* _TASK STATEMENT_
Start at the line that has "point: parked car" and stop after the line that has "column 1061, row 285". Write those lines out again with "thickest" changed to "widest" and everything else left the same.
* START *
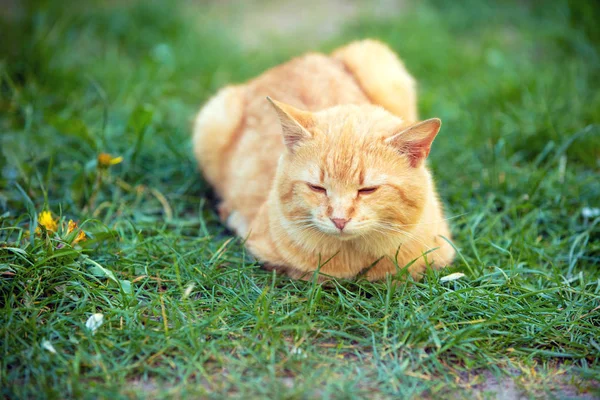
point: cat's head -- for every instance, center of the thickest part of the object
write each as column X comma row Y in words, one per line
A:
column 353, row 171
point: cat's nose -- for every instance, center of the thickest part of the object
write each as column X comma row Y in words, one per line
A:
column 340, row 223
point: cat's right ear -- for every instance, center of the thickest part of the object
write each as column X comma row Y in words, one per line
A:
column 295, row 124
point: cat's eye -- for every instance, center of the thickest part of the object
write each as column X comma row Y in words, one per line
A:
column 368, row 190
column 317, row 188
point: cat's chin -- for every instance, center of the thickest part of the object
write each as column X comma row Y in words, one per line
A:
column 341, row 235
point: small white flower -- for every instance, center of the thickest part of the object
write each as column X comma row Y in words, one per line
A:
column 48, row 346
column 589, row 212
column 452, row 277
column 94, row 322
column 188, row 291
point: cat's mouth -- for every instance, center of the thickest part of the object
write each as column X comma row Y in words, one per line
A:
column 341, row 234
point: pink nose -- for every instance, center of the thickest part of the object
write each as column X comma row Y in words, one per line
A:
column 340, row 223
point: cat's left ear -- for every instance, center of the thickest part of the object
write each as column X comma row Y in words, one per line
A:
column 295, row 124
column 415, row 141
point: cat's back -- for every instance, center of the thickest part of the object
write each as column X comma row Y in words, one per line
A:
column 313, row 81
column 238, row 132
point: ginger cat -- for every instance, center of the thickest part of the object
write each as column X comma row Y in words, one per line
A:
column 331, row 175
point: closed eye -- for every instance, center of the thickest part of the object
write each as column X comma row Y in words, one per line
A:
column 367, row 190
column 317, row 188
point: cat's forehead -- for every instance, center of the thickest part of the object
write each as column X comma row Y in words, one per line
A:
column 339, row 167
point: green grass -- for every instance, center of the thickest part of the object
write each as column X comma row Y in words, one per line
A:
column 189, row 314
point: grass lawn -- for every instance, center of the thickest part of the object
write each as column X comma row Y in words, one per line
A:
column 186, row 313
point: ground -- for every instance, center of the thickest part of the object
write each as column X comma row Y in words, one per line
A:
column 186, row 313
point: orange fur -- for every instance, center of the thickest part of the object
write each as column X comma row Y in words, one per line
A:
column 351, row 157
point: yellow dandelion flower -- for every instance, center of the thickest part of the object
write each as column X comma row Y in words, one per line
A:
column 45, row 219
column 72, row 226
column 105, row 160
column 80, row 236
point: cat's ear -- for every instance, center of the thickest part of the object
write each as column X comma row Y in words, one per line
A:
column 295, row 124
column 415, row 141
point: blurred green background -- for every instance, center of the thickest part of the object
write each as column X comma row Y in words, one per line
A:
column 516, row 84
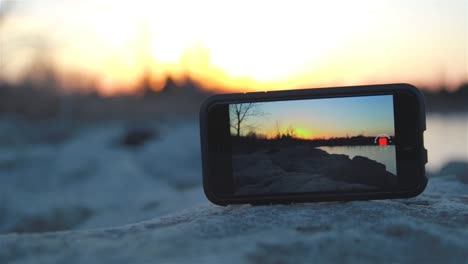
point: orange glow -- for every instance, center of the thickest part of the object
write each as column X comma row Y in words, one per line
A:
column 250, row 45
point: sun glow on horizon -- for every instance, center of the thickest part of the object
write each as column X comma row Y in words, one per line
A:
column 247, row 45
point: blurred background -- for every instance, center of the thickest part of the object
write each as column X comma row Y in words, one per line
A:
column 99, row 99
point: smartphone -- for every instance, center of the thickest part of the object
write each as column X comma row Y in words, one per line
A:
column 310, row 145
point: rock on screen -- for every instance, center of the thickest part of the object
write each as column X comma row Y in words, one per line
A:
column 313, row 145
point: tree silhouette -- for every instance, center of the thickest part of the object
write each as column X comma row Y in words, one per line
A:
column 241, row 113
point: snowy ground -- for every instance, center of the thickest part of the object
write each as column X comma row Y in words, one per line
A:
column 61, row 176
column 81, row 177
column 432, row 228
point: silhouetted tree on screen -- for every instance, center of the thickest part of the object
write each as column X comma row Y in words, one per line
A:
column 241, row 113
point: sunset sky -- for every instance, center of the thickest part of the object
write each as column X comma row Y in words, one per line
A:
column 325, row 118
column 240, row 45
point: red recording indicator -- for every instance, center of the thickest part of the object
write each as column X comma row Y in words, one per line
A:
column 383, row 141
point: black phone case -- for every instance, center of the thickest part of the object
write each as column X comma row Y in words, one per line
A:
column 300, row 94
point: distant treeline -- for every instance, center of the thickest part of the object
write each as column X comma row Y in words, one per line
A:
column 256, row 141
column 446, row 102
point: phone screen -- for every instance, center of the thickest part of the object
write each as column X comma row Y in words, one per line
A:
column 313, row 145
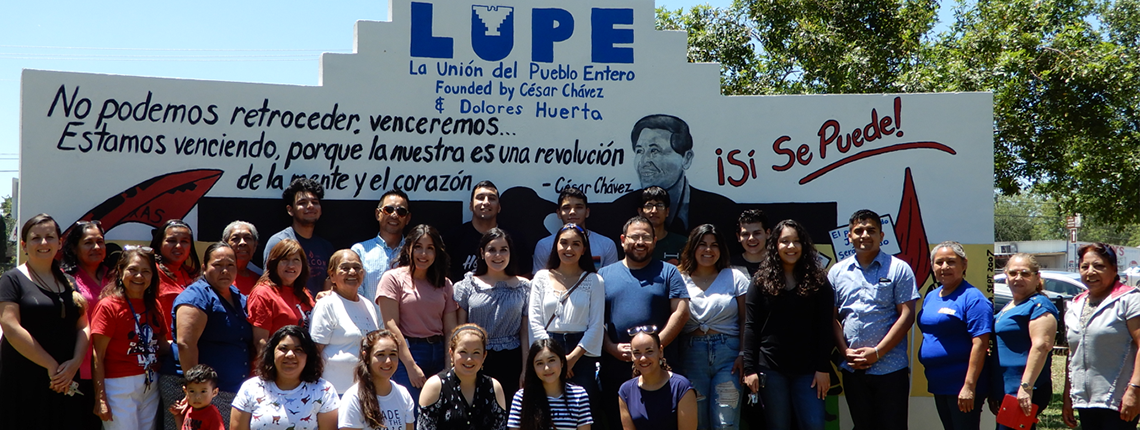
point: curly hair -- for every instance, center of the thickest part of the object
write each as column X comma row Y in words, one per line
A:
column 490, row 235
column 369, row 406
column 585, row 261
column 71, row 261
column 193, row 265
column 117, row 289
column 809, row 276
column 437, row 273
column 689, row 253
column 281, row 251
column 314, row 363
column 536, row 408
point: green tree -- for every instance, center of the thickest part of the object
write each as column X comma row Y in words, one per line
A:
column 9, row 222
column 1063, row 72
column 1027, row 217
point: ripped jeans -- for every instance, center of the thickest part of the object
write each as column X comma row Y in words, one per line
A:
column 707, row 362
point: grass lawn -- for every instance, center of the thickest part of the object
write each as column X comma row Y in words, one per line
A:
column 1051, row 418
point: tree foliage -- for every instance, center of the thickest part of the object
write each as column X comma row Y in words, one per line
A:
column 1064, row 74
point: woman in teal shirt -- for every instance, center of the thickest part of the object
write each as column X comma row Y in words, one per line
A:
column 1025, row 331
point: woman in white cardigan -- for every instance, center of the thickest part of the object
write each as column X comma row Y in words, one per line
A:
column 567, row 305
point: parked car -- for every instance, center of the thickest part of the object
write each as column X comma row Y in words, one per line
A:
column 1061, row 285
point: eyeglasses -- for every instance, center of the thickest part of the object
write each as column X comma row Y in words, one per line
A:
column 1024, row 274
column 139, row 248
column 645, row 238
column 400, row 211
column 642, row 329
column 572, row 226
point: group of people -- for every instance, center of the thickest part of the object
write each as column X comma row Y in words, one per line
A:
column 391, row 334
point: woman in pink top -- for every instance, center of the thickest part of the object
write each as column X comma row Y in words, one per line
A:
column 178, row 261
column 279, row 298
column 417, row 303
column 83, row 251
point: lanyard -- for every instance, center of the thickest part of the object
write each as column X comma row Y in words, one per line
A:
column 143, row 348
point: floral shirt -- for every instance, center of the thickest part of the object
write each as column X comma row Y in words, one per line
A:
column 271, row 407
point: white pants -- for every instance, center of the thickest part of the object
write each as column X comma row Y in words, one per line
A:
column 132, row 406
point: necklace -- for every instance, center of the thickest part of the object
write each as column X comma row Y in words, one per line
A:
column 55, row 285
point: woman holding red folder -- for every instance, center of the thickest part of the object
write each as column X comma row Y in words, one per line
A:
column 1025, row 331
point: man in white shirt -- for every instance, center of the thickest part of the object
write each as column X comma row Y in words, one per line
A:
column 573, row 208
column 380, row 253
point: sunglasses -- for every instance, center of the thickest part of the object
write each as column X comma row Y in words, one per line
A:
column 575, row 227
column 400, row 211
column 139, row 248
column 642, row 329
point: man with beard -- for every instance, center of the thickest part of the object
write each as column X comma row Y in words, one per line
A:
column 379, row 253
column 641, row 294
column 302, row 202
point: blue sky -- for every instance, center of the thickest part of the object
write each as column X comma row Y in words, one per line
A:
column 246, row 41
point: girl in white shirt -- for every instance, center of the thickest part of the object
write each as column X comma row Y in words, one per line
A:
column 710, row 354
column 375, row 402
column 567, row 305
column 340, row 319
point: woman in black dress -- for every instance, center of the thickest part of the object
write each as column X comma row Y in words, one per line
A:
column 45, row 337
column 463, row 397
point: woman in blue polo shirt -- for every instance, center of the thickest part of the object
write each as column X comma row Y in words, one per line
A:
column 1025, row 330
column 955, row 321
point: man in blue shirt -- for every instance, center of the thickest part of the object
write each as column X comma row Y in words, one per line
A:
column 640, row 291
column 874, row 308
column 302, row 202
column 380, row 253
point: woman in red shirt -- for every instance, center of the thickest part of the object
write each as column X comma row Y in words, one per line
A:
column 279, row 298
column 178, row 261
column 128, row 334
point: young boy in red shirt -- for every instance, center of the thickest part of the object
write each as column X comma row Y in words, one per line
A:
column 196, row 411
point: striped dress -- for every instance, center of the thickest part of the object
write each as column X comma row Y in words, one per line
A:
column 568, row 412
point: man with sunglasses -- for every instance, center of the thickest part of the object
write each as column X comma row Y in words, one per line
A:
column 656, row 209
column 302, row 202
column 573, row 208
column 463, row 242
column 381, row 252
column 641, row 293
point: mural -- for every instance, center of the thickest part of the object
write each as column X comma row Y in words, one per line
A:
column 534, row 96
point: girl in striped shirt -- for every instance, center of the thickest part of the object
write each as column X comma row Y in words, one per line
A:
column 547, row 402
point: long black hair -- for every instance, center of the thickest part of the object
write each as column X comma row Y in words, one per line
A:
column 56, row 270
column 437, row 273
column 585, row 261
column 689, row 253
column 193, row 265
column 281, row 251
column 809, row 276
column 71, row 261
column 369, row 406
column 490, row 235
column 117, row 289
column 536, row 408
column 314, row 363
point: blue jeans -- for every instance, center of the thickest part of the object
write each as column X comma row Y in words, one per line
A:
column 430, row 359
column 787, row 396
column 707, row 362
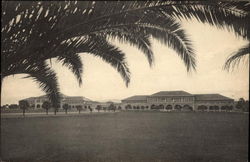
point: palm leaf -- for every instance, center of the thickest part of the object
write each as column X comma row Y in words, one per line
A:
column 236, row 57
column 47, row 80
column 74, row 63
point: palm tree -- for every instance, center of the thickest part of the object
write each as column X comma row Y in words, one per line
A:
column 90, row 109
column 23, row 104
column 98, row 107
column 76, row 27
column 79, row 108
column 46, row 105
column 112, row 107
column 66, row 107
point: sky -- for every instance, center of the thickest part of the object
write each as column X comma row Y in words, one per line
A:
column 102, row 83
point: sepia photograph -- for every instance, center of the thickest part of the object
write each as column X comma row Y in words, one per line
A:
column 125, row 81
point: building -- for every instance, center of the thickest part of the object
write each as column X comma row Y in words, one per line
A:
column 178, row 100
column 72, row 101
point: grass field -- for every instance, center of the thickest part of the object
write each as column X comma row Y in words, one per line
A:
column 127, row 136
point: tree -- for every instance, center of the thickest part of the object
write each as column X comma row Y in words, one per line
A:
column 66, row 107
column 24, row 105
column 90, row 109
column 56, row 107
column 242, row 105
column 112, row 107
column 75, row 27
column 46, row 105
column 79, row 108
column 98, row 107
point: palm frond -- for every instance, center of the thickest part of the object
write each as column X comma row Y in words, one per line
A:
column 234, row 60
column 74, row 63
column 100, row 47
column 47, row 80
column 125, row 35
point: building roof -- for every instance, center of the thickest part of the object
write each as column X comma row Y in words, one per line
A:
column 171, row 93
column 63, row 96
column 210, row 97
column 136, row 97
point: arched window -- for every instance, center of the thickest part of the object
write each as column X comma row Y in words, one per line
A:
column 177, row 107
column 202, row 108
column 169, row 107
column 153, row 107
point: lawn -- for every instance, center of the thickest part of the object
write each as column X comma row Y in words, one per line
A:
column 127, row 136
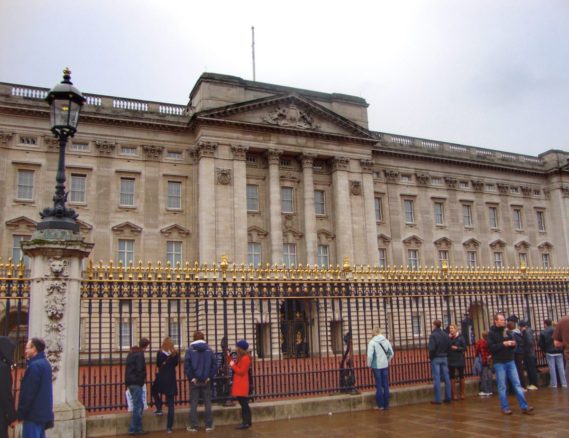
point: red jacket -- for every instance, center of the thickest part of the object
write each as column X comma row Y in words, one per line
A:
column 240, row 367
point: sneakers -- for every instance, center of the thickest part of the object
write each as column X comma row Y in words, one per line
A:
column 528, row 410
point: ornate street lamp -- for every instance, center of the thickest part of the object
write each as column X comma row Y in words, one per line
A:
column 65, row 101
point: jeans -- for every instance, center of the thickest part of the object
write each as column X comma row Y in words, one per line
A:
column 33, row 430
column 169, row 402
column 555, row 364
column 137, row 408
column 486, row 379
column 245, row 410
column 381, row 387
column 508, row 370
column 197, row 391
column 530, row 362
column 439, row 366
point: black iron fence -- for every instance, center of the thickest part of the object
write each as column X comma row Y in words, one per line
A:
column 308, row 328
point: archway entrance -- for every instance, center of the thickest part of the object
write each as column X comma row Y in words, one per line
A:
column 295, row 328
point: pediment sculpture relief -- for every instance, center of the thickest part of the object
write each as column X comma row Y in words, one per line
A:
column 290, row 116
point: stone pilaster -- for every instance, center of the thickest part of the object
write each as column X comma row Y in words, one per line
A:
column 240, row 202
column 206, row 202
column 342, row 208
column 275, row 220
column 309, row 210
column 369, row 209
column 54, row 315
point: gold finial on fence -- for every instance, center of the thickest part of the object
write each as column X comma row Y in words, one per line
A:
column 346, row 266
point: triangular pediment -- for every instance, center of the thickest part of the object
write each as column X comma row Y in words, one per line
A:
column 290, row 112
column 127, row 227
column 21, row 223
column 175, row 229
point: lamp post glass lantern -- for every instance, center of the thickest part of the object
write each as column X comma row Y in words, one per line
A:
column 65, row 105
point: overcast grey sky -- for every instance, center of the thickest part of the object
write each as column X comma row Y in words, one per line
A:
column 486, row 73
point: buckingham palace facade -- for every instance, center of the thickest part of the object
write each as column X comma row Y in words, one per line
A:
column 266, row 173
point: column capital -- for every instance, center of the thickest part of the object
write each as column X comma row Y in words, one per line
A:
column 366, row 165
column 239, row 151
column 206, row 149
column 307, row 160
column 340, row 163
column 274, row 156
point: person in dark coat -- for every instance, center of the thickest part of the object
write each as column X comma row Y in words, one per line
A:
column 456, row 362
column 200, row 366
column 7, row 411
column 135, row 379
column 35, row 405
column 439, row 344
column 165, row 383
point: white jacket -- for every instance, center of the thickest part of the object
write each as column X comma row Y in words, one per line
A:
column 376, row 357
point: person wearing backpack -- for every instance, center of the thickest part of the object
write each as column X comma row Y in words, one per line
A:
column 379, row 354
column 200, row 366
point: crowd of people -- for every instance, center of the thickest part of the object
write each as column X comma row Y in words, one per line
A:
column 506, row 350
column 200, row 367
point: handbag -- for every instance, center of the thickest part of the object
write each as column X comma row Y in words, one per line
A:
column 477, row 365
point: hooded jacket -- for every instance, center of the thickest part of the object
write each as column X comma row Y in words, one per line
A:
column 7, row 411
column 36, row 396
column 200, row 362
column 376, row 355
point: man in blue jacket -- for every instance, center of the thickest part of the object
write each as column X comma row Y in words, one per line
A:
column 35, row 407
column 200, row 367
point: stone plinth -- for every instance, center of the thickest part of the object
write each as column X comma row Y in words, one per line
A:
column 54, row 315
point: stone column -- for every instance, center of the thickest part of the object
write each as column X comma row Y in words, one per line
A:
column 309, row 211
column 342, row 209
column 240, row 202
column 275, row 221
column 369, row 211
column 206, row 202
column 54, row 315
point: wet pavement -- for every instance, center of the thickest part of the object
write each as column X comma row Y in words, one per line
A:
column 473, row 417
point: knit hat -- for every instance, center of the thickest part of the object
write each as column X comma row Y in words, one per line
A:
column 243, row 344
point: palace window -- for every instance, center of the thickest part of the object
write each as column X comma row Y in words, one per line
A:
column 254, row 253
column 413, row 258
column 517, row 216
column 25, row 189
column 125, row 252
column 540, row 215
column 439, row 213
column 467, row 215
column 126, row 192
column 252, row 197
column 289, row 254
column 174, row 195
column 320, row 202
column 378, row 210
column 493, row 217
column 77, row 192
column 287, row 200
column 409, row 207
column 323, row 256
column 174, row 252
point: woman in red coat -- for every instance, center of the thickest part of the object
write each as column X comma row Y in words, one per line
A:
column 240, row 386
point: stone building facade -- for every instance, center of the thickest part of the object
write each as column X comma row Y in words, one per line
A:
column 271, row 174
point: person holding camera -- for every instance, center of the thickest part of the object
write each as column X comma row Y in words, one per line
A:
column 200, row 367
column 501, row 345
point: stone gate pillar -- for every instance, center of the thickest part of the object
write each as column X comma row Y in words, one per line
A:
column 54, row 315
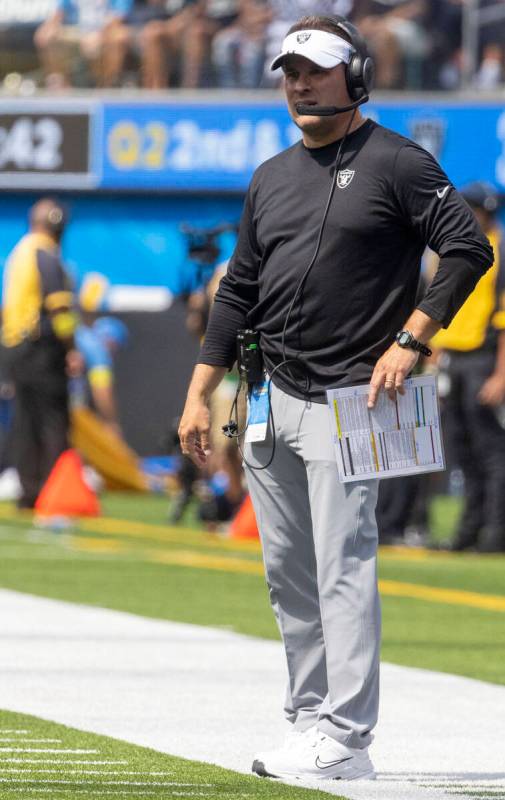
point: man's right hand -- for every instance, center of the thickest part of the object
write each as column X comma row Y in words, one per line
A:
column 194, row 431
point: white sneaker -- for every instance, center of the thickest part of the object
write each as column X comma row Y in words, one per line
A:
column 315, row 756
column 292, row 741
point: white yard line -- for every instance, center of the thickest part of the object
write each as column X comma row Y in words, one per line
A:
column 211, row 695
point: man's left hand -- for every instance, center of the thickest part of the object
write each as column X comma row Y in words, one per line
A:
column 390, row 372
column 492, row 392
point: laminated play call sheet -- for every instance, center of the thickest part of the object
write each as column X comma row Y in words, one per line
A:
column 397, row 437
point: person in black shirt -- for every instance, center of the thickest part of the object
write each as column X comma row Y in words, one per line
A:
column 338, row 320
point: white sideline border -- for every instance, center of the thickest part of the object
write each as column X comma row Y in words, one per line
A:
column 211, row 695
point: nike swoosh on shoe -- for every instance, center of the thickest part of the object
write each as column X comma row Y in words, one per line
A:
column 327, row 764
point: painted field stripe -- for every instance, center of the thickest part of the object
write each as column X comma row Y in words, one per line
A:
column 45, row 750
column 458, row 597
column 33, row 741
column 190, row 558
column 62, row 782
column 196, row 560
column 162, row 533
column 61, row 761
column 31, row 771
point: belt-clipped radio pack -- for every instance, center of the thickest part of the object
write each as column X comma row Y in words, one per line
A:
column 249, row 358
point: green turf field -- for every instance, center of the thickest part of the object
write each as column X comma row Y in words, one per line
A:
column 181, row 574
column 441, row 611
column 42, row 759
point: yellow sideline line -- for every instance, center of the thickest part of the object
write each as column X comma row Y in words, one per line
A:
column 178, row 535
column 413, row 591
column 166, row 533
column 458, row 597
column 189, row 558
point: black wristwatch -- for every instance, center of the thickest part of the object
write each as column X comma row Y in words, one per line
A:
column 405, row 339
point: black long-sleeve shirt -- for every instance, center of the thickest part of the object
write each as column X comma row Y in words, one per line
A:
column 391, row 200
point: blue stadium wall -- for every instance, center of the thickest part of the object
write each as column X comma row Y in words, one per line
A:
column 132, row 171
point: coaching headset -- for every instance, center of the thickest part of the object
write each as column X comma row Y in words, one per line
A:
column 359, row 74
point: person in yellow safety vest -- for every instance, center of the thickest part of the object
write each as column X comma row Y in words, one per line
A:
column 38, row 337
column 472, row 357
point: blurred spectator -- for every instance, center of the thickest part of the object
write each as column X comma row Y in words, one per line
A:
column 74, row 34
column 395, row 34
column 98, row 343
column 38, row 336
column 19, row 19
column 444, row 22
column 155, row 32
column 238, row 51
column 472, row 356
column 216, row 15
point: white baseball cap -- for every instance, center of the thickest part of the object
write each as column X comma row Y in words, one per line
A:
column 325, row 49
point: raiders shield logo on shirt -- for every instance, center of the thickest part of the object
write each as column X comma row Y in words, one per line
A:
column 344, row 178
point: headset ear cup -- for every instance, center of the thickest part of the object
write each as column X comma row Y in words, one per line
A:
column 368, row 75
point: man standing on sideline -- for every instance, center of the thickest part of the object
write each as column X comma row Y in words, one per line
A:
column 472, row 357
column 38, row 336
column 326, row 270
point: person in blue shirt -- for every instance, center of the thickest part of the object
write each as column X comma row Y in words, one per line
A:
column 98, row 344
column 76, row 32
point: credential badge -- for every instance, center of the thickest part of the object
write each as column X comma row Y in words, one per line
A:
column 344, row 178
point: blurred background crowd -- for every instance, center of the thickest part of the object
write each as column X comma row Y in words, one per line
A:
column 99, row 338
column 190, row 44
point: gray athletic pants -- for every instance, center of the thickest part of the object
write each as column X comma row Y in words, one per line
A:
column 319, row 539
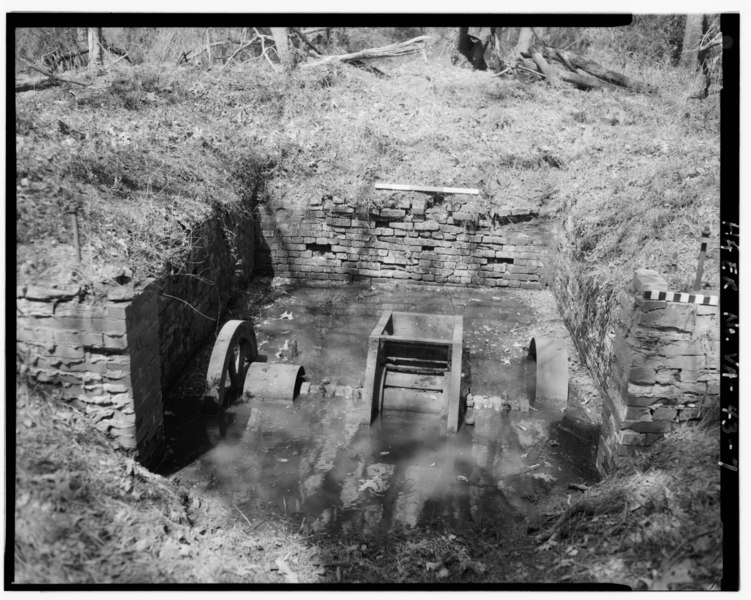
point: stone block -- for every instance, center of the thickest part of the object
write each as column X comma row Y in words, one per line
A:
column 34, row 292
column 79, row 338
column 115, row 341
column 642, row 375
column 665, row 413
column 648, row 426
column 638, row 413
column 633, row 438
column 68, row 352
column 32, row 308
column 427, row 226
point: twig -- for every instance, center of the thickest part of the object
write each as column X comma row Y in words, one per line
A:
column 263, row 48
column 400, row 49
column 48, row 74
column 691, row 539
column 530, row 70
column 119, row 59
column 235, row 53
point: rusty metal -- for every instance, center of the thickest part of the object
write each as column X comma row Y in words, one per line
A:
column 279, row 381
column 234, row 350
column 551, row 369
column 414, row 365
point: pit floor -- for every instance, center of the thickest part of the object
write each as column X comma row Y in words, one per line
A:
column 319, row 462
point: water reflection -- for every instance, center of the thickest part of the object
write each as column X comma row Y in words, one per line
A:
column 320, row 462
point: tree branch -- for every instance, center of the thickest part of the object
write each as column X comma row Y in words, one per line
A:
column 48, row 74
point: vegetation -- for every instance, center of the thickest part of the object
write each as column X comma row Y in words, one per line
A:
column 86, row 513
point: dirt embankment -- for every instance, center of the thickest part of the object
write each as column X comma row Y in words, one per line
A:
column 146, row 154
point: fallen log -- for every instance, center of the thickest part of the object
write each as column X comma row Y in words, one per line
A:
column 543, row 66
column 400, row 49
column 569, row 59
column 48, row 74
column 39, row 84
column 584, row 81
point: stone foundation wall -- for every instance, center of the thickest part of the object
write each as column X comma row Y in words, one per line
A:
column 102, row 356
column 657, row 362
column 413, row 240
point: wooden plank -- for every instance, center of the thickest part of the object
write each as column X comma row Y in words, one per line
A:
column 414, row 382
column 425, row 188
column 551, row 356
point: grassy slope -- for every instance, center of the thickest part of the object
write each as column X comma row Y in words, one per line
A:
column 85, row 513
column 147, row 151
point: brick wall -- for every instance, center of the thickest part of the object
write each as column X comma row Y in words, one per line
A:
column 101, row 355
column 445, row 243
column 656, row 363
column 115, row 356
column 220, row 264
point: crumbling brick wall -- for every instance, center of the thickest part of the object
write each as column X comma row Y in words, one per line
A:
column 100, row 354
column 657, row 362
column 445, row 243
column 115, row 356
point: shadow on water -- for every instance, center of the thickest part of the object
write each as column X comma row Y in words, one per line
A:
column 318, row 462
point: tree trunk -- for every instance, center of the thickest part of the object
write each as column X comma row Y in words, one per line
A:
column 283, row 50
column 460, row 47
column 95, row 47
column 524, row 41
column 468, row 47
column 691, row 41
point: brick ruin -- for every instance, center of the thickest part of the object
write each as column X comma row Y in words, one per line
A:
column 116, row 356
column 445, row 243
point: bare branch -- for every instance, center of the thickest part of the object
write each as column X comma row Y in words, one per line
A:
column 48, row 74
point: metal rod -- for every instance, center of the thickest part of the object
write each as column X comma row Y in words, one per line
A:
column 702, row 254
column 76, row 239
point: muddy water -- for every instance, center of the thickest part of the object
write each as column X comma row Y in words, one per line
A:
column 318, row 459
* END *
* _OUTPUT_
point: parked car -- for every instance, center of the widest part of the object
write each as column X comma row Y in words, one per line
A:
column 1061, row 285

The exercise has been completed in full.